Task objective: Put every line of the items below into a JSON list of strings, one string per line. Leave out any blank lines.

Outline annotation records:
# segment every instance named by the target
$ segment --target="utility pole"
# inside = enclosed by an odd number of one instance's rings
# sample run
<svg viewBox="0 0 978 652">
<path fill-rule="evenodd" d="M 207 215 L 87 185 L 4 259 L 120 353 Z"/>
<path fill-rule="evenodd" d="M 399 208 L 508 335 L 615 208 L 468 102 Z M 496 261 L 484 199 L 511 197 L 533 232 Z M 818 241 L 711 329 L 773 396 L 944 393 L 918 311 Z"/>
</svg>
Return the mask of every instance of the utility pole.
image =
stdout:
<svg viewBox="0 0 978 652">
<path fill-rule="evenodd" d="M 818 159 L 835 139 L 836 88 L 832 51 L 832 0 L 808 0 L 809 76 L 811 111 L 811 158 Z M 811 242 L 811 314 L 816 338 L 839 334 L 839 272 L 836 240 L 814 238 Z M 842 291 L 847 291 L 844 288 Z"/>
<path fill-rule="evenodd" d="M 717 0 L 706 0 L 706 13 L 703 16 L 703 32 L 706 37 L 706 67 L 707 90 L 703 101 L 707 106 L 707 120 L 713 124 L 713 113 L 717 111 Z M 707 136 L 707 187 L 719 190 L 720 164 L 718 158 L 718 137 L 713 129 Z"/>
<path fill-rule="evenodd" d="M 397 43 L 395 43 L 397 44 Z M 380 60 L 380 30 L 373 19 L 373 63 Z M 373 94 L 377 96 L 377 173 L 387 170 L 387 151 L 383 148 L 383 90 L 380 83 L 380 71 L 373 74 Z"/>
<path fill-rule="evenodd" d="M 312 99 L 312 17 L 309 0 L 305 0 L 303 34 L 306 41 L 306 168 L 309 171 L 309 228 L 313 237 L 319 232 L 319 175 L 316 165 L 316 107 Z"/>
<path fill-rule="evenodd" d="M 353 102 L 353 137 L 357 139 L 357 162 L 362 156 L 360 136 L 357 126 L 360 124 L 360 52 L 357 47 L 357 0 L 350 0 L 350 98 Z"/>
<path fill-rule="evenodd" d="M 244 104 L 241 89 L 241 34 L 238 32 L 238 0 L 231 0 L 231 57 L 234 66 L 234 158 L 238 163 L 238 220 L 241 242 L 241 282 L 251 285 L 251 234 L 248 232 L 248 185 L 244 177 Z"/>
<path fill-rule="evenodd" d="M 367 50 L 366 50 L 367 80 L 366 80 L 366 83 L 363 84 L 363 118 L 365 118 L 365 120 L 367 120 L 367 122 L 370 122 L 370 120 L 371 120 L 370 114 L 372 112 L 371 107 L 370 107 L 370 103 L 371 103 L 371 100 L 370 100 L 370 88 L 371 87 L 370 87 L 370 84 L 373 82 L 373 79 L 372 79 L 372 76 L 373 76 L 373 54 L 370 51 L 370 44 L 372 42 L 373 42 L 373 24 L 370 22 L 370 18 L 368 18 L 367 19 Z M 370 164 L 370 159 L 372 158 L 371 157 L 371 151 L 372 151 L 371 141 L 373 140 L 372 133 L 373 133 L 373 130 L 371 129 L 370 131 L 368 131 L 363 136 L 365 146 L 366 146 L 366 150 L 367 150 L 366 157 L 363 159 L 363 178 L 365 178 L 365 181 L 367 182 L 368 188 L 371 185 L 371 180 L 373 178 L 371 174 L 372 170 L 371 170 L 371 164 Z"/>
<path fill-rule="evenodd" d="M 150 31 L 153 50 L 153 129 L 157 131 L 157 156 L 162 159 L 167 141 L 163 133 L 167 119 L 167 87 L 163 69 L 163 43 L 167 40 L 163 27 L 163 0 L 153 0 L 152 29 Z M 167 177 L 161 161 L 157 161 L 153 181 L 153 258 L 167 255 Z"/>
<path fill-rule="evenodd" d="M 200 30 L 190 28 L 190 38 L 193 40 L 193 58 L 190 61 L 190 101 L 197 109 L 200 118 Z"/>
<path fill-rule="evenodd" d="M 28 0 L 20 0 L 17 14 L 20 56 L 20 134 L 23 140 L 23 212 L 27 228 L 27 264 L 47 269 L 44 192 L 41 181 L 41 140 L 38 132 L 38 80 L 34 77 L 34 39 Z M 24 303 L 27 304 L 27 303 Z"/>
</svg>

Response:
[
  "# segment every instance named by the target",
  "$ segment --target=\"utility pole\"",
  "# inside = enclosed by an odd number of one instance's rings",
  "# sample run",
  "<svg viewBox=\"0 0 978 652\">",
  "<path fill-rule=\"evenodd\" d=\"M 207 215 L 87 185 L 4 259 L 120 353 Z\"/>",
  "<path fill-rule=\"evenodd\" d=\"M 399 208 L 508 335 L 615 208 L 468 102 Z M 496 261 L 484 199 L 511 197 L 533 232 Z M 818 241 L 711 329 L 773 396 L 944 393 L 918 311 Z\"/>",
  "</svg>",
  "Return the mask of every instance of the utility pole.",
  "image =",
  "stdout:",
  "<svg viewBox=\"0 0 978 652\">",
  "<path fill-rule=\"evenodd\" d=\"M 818 159 L 835 139 L 836 88 L 832 51 L 832 0 L 808 0 L 809 76 L 811 111 L 811 158 Z M 811 242 L 811 314 L 816 338 L 839 334 L 839 272 L 836 240 L 814 238 Z M 842 291 L 847 291 L 844 288 Z\"/>",
  "<path fill-rule=\"evenodd\" d=\"M 717 0 L 706 0 L 706 13 L 703 16 L 703 32 L 706 37 L 706 67 L 707 90 L 703 101 L 707 106 L 707 120 L 713 124 L 713 113 L 717 111 Z M 707 136 L 707 187 L 719 190 L 720 164 L 718 158 L 718 137 L 713 129 Z\"/>",
  "<path fill-rule=\"evenodd\" d=\"M 397 43 L 395 43 L 397 44 Z M 380 60 L 380 30 L 373 19 L 373 63 Z M 373 94 L 377 96 L 377 173 L 387 170 L 387 151 L 383 148 L 383 90 L 380 83 L 380 71 L 373 74 Z\"/>",
  "<path fill-rule=\"evenodd\" d=\"M 312 99 L 312 17 L 309 0 L 305 0 L 303 34 L 306 41 L 306 168 L 309 171 L 309 228 L 313 237 L 319 232 L 319 175 L 316 165 L 316 107 Z\"/>",
  "<path fill-rule=\"evenodd\" d=\"M 353 102 L 353 137 L 357 139 L 357 162 L 362 156 L 360 136 L 357 126 L 360 124 L 360 52 L 357 47 L 357 0 L 350 0 L 350 98 Z\"/>",
  "<path fill-rule=\"evenodd\" d=\"M 244 104 L 241 89 L 241 34 L 238 32 L 238 0 L 231 0 L 231 57 L 234 66 L 234 158 L 238 163 L 238 220 L 241 242 L 241 282 L 251 285 L 251 234 L 248 232 L 248 185 L 244 177 Z\"/>",
  "<path fill-rule=\"evenodd\" d=\"M 367 50 L 366 50 L 367 80 L 366 80 L 366 83 L 363 84 L 363 118 L 365 118 L 365 120 L 367 120 L 367 122 L 370 122 L 370 120 L 371 120 L 370 114 L 372 112 L 371 107 L 370 107 L 370 103 L 371 103 L 371 100 L 370 100 L 370 88 L 371 87 L 370 87 L 370 84 L 373 82 L 373 79 L 372 79 L 372 76 L 373 76 L 373 54 L 370 51 L 370 44 L 372 42 L 373 42 L 373 24 L 370 22 L 370 18 L 368 18 L 367 19 Z M 370 164 L 370 159 L 372 158 L 371 157 L 371 151 L 372 151 L 371 141 L 373 140 L 372 133 L 373 133 L 373 130 L 371 129 L 370 131 L 368 131 L 363 136 L 365 146 L 366 146 L 366 150 L 367 150 L 366 157 L 363 159 L 363 178 L 365 178 L 365 181 L 367 182 L 368 188 L 371 185 L 371 180 L 373 178 L 371 174 L 372 170 L 371 170 L 371 164 Z\"/>",
  "<path fill-rule=\"evenodd\" d=\"M 150 31 L 153 50 L 153 129 L 157 131 L 157 156 L 162 159 L 167 141 L 163 133 L 167 119 L 167 87 L 163 69 L 163 43 L 167 40 L 163 27 L 163 0 L 153 0 L 152 29 Z M 167 177 L 161 161 L 157 161 L 153 181 L 153 258 L 167 255 Z\"/>",
  "<path fill-rule=\"evenodd\" d=\"M 200 30 L 190 28 L 190 38 L 193 40 L 193 58 L 190 61 L 190 101 L 197 109 L 200 118 Z\"/>",
  "<path fill-rule=\"evenodd\" d=\"M 28 0 L 20 0 L 17 14 L 20 56 L 20 134 L 23 140 L 23 212 L 27 228 L 27 264 L 47 269 L 44 192 L 41 181 L 41 140 L 38 132 L 38 80 L 34 77 L 34 39 Z M 24 303 L 27 304 L 27 303 Z\"/>",
  "</svg>"
]